Excerpt to read Start Marker

My first and my only full-time product management job was at Facebook where I was deeply excited about this idea of using data and truth to drive product decision making is actually a pretty new thing. If you think about it, products largely did not exist online in a digital form in a way that was measurable until fairly recently.

I thought that was really interesting from the perspective of making product decisions and figuring out where to drive impact. Then I saw Facebook is very much the Paragon of that ideal. It turns out in practice, analytics is not quite that simple. That led me and my Co-Founder to start Heap and try to make product analytics less of a mess.

Question [00:0421] What was that moment where you were like: “Okay this is hard enough, this doesn’t work for me. I need to build my own product”

Matin [04:29] When I was at Facebook, I was able to take advantage of their very sophisticated analytics infrastructure to ask questions about the product, understand whether we were building the right things, whether we were moving the needle on the business. But what I found was that it was surprisingly difficult to actually make use of that fancy analytics infrastructure as a mere PM.

Every time I would have a question, even a question, as basic as who are the people that are using this feature? Or how does this feature impact retention? Just answering a question like that required me to go bother a developer to write a tracking code for me. I don’t know if there are any developers in the audience, but I can tell you, they don’t particularly enjoy writing analytics tracking code. That’s not why they got into the job. I have to wait for that engineer to get around to writr that code.

Excerpt to read End Marker
Recorded information Start Marker

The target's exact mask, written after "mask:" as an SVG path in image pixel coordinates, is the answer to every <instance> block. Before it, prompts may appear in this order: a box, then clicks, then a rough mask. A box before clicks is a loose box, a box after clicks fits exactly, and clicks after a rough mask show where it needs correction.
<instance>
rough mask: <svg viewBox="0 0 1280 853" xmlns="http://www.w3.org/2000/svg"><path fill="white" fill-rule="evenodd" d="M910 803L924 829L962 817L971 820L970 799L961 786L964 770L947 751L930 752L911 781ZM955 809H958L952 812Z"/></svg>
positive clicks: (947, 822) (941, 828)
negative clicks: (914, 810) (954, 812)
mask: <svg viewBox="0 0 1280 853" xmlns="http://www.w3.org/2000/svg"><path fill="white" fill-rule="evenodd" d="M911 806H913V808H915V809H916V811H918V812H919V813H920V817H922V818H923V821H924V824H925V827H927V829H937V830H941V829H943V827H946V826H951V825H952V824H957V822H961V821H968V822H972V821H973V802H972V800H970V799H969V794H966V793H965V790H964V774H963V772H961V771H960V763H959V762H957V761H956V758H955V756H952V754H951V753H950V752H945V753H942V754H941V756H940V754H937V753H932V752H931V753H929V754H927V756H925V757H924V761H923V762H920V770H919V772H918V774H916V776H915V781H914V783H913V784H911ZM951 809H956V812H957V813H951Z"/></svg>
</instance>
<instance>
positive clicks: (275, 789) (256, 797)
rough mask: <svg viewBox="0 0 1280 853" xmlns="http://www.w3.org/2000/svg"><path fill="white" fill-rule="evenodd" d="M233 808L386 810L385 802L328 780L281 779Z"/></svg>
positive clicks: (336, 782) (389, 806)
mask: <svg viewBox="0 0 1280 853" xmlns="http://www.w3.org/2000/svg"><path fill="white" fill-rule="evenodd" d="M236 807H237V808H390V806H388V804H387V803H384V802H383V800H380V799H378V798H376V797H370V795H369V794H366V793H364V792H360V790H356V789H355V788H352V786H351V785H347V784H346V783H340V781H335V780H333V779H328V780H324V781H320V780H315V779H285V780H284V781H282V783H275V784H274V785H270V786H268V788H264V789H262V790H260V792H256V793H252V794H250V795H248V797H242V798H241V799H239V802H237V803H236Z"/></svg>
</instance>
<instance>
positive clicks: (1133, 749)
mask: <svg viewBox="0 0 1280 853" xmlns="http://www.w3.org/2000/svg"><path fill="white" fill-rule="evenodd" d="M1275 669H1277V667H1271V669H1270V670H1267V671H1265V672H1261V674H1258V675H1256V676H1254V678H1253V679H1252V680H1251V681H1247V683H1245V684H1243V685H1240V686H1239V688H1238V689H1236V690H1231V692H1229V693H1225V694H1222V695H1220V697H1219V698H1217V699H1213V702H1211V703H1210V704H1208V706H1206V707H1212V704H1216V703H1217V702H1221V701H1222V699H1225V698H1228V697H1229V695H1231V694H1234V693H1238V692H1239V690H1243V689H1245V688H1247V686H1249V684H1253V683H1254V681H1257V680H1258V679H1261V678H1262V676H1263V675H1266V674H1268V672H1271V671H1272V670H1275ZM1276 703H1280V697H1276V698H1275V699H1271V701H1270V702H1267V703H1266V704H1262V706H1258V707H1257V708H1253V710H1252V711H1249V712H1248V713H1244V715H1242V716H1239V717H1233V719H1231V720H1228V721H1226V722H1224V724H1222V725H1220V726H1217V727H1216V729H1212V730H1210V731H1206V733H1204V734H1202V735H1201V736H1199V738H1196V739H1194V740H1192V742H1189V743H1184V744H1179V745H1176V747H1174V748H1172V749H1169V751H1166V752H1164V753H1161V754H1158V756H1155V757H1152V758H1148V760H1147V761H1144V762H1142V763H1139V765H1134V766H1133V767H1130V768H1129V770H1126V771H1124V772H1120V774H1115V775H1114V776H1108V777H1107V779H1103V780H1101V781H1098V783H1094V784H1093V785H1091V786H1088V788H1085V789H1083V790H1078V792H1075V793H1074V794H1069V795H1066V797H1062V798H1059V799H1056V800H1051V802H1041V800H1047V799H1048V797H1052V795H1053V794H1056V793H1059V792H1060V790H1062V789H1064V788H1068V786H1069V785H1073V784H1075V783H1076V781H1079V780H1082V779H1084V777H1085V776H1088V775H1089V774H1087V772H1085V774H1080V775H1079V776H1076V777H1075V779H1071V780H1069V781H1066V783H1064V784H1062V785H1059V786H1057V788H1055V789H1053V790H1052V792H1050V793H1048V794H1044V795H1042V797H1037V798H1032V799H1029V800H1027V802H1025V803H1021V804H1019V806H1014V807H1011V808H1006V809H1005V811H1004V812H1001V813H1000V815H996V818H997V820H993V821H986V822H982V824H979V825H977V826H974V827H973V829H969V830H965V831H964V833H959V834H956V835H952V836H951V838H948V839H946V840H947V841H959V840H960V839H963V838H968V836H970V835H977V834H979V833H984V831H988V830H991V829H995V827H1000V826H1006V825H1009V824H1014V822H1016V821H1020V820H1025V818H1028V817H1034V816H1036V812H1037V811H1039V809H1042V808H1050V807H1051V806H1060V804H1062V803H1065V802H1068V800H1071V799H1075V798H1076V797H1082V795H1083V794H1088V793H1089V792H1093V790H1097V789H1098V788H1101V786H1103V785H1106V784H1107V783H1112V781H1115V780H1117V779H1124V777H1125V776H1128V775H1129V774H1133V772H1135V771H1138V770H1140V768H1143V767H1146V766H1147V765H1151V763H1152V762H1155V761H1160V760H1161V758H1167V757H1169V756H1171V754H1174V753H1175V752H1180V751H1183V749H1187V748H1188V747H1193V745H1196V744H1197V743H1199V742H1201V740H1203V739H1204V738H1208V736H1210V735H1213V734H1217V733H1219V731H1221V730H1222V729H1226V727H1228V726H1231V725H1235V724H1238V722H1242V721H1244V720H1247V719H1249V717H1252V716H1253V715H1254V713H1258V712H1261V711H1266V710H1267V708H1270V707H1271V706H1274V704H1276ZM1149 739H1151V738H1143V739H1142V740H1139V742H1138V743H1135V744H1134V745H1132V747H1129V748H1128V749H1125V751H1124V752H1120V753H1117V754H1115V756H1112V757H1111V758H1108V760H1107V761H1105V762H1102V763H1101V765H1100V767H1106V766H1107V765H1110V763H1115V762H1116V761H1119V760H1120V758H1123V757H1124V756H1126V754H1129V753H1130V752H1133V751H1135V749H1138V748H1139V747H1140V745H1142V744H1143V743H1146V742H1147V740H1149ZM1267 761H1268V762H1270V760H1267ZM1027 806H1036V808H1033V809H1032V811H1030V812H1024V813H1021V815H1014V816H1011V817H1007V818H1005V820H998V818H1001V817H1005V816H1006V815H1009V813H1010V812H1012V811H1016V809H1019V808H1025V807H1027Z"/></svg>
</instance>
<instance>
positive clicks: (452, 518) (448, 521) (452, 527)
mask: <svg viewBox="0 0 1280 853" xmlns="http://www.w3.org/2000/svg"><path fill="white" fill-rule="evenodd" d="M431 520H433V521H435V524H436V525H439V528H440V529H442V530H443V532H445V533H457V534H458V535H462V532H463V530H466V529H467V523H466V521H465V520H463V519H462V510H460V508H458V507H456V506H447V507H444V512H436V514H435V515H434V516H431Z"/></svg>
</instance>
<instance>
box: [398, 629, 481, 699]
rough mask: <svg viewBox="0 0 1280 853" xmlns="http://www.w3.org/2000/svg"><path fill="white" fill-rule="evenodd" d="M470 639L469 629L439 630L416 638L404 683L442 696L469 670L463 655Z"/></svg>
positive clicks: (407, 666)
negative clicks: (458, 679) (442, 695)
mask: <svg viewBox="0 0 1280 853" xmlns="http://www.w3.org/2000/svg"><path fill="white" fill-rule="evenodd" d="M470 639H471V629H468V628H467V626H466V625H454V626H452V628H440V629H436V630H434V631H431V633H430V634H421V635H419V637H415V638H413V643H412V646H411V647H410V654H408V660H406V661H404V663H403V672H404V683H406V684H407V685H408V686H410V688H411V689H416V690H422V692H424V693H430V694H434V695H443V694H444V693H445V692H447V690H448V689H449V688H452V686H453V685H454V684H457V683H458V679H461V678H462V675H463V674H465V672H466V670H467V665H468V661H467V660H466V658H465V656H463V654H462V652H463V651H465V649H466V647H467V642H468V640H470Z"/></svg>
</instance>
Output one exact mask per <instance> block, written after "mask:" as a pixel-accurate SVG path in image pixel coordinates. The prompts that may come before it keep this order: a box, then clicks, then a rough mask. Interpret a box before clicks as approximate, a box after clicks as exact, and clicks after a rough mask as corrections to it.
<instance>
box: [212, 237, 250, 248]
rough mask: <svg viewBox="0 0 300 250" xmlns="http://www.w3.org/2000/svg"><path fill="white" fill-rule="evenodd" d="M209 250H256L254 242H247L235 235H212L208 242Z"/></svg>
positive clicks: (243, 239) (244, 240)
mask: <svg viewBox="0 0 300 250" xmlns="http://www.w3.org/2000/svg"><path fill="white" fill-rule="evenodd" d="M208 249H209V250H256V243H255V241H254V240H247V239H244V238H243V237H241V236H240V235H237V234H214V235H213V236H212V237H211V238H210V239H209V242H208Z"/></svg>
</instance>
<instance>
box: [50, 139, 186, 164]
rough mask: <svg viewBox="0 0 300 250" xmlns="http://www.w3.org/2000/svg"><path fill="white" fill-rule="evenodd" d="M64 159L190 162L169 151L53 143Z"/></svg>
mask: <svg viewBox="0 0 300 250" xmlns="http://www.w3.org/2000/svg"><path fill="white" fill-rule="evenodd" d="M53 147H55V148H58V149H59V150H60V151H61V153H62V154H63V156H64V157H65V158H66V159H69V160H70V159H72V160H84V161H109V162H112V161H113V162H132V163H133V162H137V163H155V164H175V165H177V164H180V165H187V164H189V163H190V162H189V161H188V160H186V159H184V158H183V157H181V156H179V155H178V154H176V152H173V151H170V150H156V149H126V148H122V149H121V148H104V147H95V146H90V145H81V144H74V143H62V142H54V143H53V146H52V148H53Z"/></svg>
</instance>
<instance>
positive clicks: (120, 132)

Recorded information End Marker

Work instructions |
A) In the interview about founding Heap, what did the speaker have to do at Facebook to answer even a basic question about who used a feature?
B) Continue the interview about founding Heap from its last sentence, keeping the same first-person spoken voice.

Solved tasks |
A) Ask a developer to write tracking code for it.

B)
I need to wait for that tracking code to go through a release cycle pain, to wait for data, to come in. Once the data’s in, I need to loop in an analyst and the data scientists, etc… So long story short, by the time I get the answer to my question, literally months would go by and I needed to loop in three different people.

The realization we had is that there’s no way we can evolve the practice of product management if it’s this difficult to get to product insight. We started heap with this idea of trying to automate as much of those annoying parts as possible and bring product insights to more people more effortlessly.

Question [00:07:44] Why do you think there are so many product managers these days that are considering to become CEOs and build their own products? What are the overlapping skills?

Miten [00:07:53] I’ll answer your question by actually describing some of the differences. Cause I think that’s important. I’ve always hated the designation, that PM is the CEO of the product. What I learned after being a CEO was that I actually had to unlearn a lot of my skills as a PM within a big company. When becoming a Founder and CEO, it’s actually quite astonishing, the levels of difference between the two roles.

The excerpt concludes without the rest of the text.